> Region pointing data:
++++++++++
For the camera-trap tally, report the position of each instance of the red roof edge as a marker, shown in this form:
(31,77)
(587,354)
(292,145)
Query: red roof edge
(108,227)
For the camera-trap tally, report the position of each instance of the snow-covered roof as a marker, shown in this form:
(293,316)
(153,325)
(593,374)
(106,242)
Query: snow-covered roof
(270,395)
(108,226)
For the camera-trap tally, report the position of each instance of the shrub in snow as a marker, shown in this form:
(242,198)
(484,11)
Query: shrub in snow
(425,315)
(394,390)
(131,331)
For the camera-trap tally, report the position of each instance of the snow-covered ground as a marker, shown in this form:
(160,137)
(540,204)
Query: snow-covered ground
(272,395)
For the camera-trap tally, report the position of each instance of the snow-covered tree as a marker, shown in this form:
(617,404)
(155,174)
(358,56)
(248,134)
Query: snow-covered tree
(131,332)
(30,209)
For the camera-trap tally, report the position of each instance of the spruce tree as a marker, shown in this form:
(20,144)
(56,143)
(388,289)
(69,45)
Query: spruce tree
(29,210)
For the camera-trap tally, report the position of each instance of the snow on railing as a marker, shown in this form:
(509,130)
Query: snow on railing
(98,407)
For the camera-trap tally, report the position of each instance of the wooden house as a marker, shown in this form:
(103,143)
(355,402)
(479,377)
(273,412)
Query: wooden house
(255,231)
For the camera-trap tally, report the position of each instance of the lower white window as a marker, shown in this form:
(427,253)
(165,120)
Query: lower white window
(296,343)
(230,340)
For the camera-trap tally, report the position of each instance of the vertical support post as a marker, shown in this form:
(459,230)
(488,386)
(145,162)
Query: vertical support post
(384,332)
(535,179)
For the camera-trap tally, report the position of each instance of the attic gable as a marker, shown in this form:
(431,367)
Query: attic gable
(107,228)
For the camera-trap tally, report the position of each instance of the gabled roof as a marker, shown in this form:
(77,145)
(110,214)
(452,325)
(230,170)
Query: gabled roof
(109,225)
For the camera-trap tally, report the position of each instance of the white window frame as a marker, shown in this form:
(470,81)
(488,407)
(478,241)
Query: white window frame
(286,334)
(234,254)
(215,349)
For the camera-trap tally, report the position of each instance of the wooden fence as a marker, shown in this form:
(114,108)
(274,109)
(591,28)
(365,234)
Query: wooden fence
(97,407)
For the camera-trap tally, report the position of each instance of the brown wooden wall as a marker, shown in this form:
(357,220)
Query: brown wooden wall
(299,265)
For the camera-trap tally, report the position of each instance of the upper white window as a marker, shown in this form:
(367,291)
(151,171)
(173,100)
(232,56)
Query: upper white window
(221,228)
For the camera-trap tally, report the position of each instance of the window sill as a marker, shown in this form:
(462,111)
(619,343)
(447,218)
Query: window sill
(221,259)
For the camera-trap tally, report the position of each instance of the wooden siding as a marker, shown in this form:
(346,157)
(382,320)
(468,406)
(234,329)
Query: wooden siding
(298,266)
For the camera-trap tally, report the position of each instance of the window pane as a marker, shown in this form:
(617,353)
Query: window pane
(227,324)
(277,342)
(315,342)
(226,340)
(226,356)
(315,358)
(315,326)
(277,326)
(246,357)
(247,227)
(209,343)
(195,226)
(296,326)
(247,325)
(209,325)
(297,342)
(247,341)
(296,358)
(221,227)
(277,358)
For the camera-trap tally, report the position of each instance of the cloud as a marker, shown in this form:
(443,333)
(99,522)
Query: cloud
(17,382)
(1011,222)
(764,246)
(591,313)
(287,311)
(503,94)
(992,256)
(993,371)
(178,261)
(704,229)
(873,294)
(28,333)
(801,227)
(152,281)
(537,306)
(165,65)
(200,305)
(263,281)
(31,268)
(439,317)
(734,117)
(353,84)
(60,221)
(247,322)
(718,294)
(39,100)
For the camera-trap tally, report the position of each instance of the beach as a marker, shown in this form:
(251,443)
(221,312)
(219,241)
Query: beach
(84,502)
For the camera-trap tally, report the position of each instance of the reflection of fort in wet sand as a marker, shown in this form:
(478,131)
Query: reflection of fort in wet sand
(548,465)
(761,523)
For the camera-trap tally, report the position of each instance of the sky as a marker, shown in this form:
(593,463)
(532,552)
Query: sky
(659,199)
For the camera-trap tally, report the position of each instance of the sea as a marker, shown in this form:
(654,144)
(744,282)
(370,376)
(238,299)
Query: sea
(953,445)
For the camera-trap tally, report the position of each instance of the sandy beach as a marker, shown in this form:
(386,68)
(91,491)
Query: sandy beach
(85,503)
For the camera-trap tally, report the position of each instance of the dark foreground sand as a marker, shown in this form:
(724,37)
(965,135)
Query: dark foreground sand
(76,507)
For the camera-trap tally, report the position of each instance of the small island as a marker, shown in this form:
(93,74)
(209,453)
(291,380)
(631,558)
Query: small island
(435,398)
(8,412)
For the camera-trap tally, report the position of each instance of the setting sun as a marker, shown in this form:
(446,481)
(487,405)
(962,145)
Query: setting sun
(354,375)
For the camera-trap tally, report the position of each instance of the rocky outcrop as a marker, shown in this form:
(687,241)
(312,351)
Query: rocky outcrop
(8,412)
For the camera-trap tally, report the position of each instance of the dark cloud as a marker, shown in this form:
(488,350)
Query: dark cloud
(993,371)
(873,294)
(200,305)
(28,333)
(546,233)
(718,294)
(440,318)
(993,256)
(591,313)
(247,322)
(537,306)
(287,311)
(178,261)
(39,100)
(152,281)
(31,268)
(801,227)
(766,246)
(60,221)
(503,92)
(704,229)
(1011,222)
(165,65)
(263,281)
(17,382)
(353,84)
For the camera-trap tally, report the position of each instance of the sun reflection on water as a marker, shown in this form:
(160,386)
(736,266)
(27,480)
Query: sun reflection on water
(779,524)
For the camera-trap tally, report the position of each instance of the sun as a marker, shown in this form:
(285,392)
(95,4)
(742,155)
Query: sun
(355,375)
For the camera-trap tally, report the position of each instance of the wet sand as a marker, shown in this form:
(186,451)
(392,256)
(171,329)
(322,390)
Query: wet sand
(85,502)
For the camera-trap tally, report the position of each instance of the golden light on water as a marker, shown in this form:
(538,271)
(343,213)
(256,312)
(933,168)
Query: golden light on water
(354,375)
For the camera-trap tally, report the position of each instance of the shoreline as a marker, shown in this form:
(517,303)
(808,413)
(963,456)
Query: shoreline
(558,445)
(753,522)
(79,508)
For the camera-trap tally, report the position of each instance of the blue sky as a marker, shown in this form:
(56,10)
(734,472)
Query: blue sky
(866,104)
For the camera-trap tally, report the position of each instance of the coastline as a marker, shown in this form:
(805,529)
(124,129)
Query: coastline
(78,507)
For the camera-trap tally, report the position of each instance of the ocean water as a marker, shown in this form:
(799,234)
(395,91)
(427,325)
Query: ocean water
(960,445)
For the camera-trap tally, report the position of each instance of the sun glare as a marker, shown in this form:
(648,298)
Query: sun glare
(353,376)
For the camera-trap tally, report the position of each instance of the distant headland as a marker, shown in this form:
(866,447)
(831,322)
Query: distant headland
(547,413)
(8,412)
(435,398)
++++++++++
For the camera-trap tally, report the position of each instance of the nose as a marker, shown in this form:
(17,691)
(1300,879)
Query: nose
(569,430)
++++++++++
Transcribe, exactly and without additions, the lines of the records above, beginning with the line that contains "the red roof" and ending with the line that contains "of the shrub", both included.

> RESULT OF THIS EXERCISE:
For the camera-trap tally, report the position of each instance of the red roof edge as a marker, shown in this form:
(31,77)
(587,354)
(292,145)
Query: red roof edge
(108,227)
For the camera-trap tally, report the position of each instance of the snow-covered roof as a marker, shown in this form:
(293,316)
(153,325)
(593,374)
(106,242)
Query: snow-covered roof
(270,395)
(108,226)
For the camera-trap tally, report the position of each instance of the shrub in snow as a marker, shown in this form:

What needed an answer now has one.